*** RAW DATA Section Begins ***

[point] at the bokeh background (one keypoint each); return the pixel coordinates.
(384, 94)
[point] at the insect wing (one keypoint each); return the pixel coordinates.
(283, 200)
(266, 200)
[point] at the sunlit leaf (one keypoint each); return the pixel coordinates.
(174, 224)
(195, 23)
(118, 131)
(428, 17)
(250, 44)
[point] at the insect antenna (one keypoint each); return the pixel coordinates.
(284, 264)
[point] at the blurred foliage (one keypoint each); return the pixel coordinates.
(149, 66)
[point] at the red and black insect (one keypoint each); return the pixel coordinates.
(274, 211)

*** RAW DATA Section Ends ***

PROBLEM DESCRIPTION - From the line holding "[point] at the red" to the final line of the data, output each line exactly and nothing more.

SOLUTION BELOW -
[point] at the red and black insect (one keypoint each); return the pixel coordinates.
(274, 211)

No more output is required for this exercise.